YOUR GOAL: Retype each entry below exactly as it stands.
DATA START
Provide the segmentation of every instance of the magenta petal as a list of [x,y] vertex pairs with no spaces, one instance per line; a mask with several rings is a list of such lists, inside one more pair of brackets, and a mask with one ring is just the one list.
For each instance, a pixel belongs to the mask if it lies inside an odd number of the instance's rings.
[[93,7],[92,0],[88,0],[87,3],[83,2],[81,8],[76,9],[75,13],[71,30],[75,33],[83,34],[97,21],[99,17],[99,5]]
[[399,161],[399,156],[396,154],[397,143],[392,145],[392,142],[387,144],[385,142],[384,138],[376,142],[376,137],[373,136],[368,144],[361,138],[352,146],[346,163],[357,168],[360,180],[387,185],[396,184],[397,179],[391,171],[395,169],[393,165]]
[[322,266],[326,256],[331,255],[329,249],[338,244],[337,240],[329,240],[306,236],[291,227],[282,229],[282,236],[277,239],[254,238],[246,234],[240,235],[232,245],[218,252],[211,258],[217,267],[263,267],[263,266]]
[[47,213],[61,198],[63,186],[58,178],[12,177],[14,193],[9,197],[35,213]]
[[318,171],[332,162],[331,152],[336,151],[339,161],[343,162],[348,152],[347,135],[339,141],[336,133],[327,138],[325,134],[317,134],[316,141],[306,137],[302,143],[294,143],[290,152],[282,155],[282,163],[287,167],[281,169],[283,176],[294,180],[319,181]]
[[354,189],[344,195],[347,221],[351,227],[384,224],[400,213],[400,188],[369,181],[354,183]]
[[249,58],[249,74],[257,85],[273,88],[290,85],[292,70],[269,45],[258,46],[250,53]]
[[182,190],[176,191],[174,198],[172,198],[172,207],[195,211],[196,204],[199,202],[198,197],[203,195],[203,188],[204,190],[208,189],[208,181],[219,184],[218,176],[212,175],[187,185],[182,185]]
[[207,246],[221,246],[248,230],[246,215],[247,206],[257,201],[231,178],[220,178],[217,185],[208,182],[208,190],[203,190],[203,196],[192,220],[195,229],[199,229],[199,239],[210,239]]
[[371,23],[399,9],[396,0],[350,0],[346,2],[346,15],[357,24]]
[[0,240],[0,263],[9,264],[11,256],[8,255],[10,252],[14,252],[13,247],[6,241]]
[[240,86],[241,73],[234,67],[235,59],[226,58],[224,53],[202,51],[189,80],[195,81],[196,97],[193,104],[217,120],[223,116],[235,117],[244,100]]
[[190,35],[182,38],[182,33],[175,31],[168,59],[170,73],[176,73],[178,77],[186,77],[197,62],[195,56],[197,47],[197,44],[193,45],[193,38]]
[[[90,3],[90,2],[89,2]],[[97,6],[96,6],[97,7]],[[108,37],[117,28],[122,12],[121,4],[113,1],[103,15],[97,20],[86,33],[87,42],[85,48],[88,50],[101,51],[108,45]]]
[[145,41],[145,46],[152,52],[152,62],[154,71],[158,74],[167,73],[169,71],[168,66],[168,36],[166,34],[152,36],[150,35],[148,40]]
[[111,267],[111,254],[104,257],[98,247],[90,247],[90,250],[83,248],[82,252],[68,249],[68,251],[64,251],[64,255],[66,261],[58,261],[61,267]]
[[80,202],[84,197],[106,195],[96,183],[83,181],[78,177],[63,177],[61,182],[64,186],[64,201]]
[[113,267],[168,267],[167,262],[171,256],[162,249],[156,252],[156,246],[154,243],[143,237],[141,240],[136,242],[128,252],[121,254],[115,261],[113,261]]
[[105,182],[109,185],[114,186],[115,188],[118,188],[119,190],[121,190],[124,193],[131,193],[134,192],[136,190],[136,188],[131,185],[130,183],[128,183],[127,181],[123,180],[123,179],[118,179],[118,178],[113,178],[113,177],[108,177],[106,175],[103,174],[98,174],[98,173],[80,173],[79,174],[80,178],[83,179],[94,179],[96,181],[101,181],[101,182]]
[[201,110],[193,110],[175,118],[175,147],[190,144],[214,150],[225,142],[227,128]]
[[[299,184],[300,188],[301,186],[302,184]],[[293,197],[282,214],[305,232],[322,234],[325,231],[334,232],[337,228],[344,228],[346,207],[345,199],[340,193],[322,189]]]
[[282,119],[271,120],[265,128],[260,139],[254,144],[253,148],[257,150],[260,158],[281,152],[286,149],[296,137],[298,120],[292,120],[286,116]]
DATA END
OUTPUT FOR THIS EXERCISE:
Provide the segmentation of every instance of the magenta petal as a list of [x,y] vertex pairs with no spaces, one instance per line; a mask with several rings is a list of such lists, inside one more pair of brackets, and a mask with one ring is just the one list.
For each instance, a pixel belongs to the mask if it lies inside an odd number of the instance's rings.
[[93,7],[92,0],[88,0],[87,3],[83,2],[81,8],[76,9],[75,13],[71,30],[75,33],[83,34],[97,21],[99,17],[99,5]]
[[399,161],[399,156],[396,154],[397,143],[392,145],[392,142],[387,144],[385,142],[384,138],[376,142],[376,137],[373,136],[368,144],[361,138],[352,146],[346,163],[357,168],[360,180],[387,185],[396,184],[397,179],[391,171],[395,169],[393,165]]
[[322,266],[326,256],[331,255],[329,249],[338,244],[337,240],[329,240],[306,236],[291,227],[282,229],[282,236],[277,239],[254,238],[246,234],[240,235],[232,245],[218,252],[211,258],[217,267],[263,267],[263,266]]
[[47,213],[61,198],[63,186],[58,178],[12,177],[14,193],[9,197],[35,213]]
[[318,171],[332,162],[331,152],[336,151],[339,161],[343,162],[348,152],[347,135],[339,141],[336,133],[327,138],[325,134],[317,134],[316,141],[306,137],[302,143],[294,143],[290,152],[282,155],[282,163],[287,167],[281,169],[283,176],[294,180],[319,181]]
[[354,189],[344,195],[347,221],[351,227],[384,224],[400,213],[400,188],[369,181],[354,183]]
[[249,58],[249,74],[257,85],[273,88],[290,85],[292,70],[269,45],[258,46],[250,53]]
[[182,190],[176,191],[174,198],[172,198],[172,207],[195,211],[196,204],[199,202],[198,197],[203,195],[203,188],[204,190],[208,189],[208,181],[219,184],[218,176],[212,175],[187,185],[182,185]]
[[207,246],[221,246],[248,230],[246,215],[247,206],[257,201],[231,178],[220,178],[217,185],[208,182],[208,190],[203,190],[203,196],[192,220],[195,229],[199,229],[199,239],[210,239]]
[[371,23],[399,9],[396,0],[350,0],[346,2],[346,15],[357,24]]
[[0,240],[0,263],[9,264],[11,256],[8,255],[10,252],[14,252],[13,247],[6,241]]
[[240,86],[241,73],[234,67],[235,59],[226,58],[224,53],[202,51],[189,80],[195,81],[196,97],[193,104],[217,120],[223,116],[235,117],[244,100]]
[[190,35],[182,38],[182,33],[175,31],[168,59],[170,73],[176,73],[178,77],[186,77],[197,62],[195,56],[197,47],[197,44],[193,45],[193,38]]
[[[90,3],[90,2],[89,2]],[[97,6],[96,6],[97,7]],[[108,37],[117,28],[122,12],[121,4],[113,1],[103,15],[97,20],[86,33],[87,42],[85,48],[88,50],[101,51],[108,45]]]
[[145,41],[145,46],[152,52],[152,62],[154,71],[158,74],[167,73],[169,71],[168,66],[168,36],[166,34],[152,36],[150,35],[148,40]]
[[111,267],[111,254],[104,257],[98,247],[90,247],[90,250],[83,248],[82,252],[68,249],[68,251],[64,251],[64,255],[66,261],[58,261],[61,267]]
[[80,202],[84,197],[106,195],[96,183],[83,181],[78,177],[63,177],[61,182],[64,186],[64,201]]
[[113,267],[168,267],[167,262],[171,256],[162,249],[156,252],[156,246],[154,243],[143,237],[141,240],[136,242],[128,252],[121,254],[115,261],[113,261]]
[[105,182],[109,185],[114,186],[115,188],[118,188],[119,190],[121,190],[124,193],[131,193],[134,192],[136,190],[136,188],[131,185],[130,183],[128,183],[127,181],[123,180],[123,179],[118,179],[118,178],[113,178],[113,177],[108,177],[106,175],[103,174],[98,174],[98,173],[80,173],[79,174],[80,178],[83,179],[94,179],[96,181],[101,181],[101,182]]
[[201,110],[193,110],[175,118],[175,147],[190,144],[214,150],[225,142],[227,128]]
[[[299,184],[300,188],[301,186],[302,184]],[[293,197],[282,214],[305,232],[322,234],[325,231],[334,232],[337,228],[344,228],[346,207],[345,199],[340,193],[322,189]]]
[[282,119],[271,120],[265,128],[260,139],[254,144],[253,148],[257,150],[260,158],[281,152],[286,149],[296,137],[298,120],[292,120],[286,116]]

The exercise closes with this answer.